**Entries shown**
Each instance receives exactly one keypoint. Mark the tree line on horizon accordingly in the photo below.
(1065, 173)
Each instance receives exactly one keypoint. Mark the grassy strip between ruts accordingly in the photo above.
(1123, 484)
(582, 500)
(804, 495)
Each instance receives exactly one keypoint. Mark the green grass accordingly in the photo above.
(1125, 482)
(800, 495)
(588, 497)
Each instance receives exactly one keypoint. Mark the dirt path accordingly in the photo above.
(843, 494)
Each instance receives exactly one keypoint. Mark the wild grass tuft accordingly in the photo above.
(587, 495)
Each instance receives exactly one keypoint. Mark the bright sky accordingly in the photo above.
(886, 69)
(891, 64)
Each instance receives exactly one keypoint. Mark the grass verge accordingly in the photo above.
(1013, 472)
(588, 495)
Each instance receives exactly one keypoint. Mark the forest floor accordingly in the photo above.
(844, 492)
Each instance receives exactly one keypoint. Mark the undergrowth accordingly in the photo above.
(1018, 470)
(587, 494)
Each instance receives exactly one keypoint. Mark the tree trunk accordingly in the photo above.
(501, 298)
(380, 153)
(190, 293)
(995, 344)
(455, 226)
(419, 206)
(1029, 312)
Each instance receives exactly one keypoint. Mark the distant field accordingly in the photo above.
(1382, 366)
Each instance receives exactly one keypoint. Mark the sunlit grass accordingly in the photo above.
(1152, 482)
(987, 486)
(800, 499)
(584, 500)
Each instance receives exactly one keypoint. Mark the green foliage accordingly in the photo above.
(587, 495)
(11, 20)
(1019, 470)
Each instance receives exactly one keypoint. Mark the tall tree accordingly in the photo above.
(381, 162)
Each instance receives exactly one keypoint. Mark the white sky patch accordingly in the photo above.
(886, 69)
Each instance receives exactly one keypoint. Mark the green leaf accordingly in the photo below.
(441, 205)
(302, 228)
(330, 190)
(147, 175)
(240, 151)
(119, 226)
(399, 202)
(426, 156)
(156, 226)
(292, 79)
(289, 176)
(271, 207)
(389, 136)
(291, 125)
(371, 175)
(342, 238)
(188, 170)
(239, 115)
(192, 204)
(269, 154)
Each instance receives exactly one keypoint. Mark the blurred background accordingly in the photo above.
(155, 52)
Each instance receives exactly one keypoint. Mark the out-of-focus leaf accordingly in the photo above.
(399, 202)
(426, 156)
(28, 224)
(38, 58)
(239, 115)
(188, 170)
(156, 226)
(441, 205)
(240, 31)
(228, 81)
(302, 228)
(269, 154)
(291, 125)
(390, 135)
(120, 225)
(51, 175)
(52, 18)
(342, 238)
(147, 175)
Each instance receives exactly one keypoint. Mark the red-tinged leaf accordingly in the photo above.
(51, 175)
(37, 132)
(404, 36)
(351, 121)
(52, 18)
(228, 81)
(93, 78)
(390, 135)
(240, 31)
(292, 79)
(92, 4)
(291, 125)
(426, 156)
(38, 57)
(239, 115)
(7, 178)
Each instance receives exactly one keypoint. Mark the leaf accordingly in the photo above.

**Action item**
Your job here is to copy the entries above exactly.

**Result of this exercise**
Each instance receives exactly one keypoint. Mark the tree line on horizon accordingly in the photo below.
(1065, 173)
Each instance receives exactly one keypoint. Mark the grassy strip between ruts accordingly in the photo above.
(1123, 484)
(582, 500)
(804, 495)
Each instance receives exactly one keypoint. Mark the green grass accordingly in the photo above.
(1125, 482)
(800, 495)
(588, 497)
Each instance receives exactly one keypoint. Mark the dirt path accordingly in the photo above.
(843, 494)
Each instance receives exactly one keypoint. Mark the wild grass tuft accordingly in the photo above.
(587, 495)
Each instance receives exactly one keypoint. Mark the bright sky accordingly in the photo above.
(886, 69)
(891, 64)
Each instance receives exactly one keypoint. Mark the grass verge accordingly in the photo above.
(1013, 472)
(588, 495)
Each instance receives exactly one keypoint. Mark the forest floor accordingly in the photo above.
(844, 492)
Each instance receives exactly one keypoint. Mark the undergrowth accordingly in the photo above.
(1018, 470)
(587, 494)
Each instance receives exactly one keypoint. Mark the tree trunk accordingly in the photo above.
(501, 298)
(380, 153)
(190, 293)
(995, 344)
(455, 226)
(419, 206)
(1029, 312)
Each instance receives exactly one keypoint. Mark the distant field accordingly in the photo above.
(1382, 366)
Each instance receives exactly one keypoint. Mark the sunlit grass accordingly in the photo above.
(1152, 482)
(987, 486)
(800, 499)
(584, 500)
Each instance receives exactly one keypoint. Mark the green foliage accordingly in the photo above.
(587, 495)
(11, 20)
(1019, 470)
Each instance receives exactly one keypoint. Mark the tall tree accordingly in the photo above.
(381, 162)
Each instance receives exactly one keypoint. Mark the white sky patch accordingly in the photo above.
(886, 69)
Each instance receives exactly one keypoint. Mark the green leaf accordingly in the photo below.
(441, 205)
(302, 228)
(330, 190)
(147, 175)
(240, 151)
(119, 226)
(399, 202)
(426, 156)
(156, 226)
(292, 79)
(289, 176)
(271, 207)
(389, 136)
(291, 125)
(371, 175)
(342, 238)
(188, 170)
(239, 115)
(192, 204)
(269, 154)
Each instance receives exactly one keypoint. Mark the blurred background accordingly in the photo above.
(155, 52)
Each instance receives exactly one keypoint. Mark the out-of-focus leaf accordingly in the photo above.
(399, 202)
(426, 156)
(28, 224)
(38, 58)
(239, 115)
(188, 170)
(156, 226)
(441, 205)
(240, 31)
(228, 81)
(302, 228)
(269, 154)
(291, 125)
(390, 135)
(120, 225)
(51, 175)
(52, 18)
(342, 238)
(147, 175)
Each instance receives exactly one keypoint. Mark the red-tinged leaf accordingly in the photo above.
(51, 175)
(37, 132)
(404, 36)
(351, 121)
(52, 18)
(228, 81)
(93, 78)
(390, 135)
(240, 31)
(292, 79)
(92, 4)
(291, 125)
(426, 156)
(38, 57)
(239, 115)
(7, 178)
Each instance receives exactly one keypoint. Mark the leaf accordingly in the photo above.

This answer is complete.